■ EXTRACT PROVIDED
== == ==

It is noticed that the plots originated from clutters or noise may also have large gradient values along several directions. However, the gradient changes of the moving vessel plots generally have larger values in more directions. Thus, a gradient threshold U and a threshold V for the number of directions along which the gradient values exceed the threshold U are set to identify moving vessel plots according to the following rules: the number of ${Grad}_i$ that exceeds U is calculated as the feature value of multi-directional gradient and denoted as $X_{\mathrm{M}}$. The higher $X_{\mathrm{M}}$ is, the more likely the plot belongs to a moving vessel. If $X_{\mathrm{M}}$ is lower than V, the corresponding plot is regarded as a false plot.

== == ==

■ THE TASKS
1. Why does the vessel-plot excerpt count the directions in which the gradient exceeds the threshold U instead of relying on large gradient values alone? Answer in one to three sentences.
2. In the vessel-plot excerpt, how is a plot treated when its multi-directional gradient feature value falls below the threshold V?

■ DATA SUPPLIED

== == ==

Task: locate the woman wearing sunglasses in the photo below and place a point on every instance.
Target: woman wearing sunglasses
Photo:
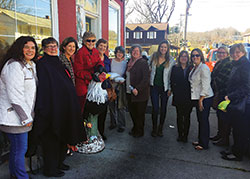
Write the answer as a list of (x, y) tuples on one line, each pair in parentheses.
[(87, 60), (201, 96), (220, 76)]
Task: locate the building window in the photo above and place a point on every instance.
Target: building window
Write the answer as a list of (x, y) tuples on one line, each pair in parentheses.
[(127, 35), (88, 18), (22, 18), (151, 35), (114, 25), (137, 35)]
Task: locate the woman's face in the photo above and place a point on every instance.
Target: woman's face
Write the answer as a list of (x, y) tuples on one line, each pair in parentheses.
[(119, 55), (136, 53), (184, 59), (51, 49), (102, 48), (90, 42), (29, 51), (221, 54), (70, 49), (237, 54), (196, 58), (163, 48)]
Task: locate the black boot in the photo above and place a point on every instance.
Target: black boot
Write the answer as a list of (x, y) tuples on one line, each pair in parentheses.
[(154, 123), (159, 132)]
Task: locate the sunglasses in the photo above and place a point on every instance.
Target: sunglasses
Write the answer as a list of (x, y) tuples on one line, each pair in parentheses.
[(197, 55), (51, 46), (88, 40)]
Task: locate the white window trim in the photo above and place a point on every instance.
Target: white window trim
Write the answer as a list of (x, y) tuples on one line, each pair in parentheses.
[(55, 23), (115, 5)]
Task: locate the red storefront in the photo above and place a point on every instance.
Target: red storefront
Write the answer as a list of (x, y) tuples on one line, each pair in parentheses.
[(60, 19), (102, 23)]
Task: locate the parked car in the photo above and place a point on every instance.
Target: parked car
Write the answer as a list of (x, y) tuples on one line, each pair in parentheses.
[(211, 59)]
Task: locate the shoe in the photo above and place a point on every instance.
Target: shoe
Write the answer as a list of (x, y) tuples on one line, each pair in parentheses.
[(69, 152), (104, 137), (137, 135), (225, 152), (64, 167), (131, 132), (184, 139), (215, 138), (56, 174), (195, 143), (179, 139), (221, 143), (198, 147), (154, 134), (112, 127), (12, 176), (120, 130), (231, 157)]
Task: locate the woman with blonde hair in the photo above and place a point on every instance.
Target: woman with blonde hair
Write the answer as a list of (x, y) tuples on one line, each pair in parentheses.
[(201, 96), (181, 94), (87, 61), (161, 64)]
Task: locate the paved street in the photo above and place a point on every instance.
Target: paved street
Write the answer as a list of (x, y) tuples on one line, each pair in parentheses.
[(153, 158)]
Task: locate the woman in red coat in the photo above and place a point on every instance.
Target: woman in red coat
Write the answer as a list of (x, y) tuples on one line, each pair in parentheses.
[(87, 61)]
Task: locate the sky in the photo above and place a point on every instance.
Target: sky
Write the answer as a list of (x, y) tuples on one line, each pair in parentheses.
[(207, 15)]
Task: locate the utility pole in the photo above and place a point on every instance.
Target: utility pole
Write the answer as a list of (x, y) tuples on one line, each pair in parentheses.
[(188, 4)]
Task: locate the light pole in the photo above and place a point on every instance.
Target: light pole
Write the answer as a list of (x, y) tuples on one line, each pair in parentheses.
[(188, 4)]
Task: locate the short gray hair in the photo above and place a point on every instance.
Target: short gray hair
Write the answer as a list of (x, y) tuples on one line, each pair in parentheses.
[(135, 46)]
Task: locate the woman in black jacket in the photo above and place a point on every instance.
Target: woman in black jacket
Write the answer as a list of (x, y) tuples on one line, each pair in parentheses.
[(238, 90), (57, 111), (180, 87)]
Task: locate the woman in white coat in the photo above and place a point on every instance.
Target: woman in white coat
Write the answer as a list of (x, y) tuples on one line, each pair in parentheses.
[(201, 96), (17, 96), (161, 65)]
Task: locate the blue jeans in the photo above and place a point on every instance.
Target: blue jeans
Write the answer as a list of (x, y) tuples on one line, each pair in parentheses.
[(18, 148), (157, 93), (203, 120)]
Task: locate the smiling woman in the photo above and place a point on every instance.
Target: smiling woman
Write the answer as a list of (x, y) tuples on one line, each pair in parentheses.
[(17, 93)]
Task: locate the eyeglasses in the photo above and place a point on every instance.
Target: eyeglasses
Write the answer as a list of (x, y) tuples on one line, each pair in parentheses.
[(51, 46), (196, 55), (88, 40), (183, 56)]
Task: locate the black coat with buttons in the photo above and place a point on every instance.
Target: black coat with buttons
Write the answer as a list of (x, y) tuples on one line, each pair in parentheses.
[(180, 86)]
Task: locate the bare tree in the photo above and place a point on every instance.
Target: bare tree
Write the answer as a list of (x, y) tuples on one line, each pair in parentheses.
[(154, 11), (7, 4)]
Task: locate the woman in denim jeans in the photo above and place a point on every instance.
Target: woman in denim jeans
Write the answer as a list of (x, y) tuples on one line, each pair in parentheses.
[(201, 96), (17, 96), (161, 64)]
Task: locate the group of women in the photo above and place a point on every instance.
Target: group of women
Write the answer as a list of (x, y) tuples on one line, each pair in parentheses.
[(47, 97)]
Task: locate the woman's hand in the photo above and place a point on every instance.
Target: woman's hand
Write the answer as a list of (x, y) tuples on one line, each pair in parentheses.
[(135, 91), (169, 93), (29, 124), (226, 98), (201, 107)]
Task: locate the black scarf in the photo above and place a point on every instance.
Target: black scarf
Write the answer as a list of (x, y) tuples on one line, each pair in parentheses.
[(57, 108)]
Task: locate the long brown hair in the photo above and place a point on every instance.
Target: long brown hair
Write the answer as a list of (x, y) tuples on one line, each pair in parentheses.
[(156, 55)]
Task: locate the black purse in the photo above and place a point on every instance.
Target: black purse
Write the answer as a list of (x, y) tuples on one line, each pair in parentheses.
[(238, 106)]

== == ==

■ OUTPUTS
1. Plots from clutter or noise can also have large gradient values along several directions, so a large gradient alone does not identify a moving vessel. Moving vessel plots, however, generally have large gradient changes in more directions. Counting the directions that exceed U therefore picks out vessel plots.

2. It is regarded as a false plot.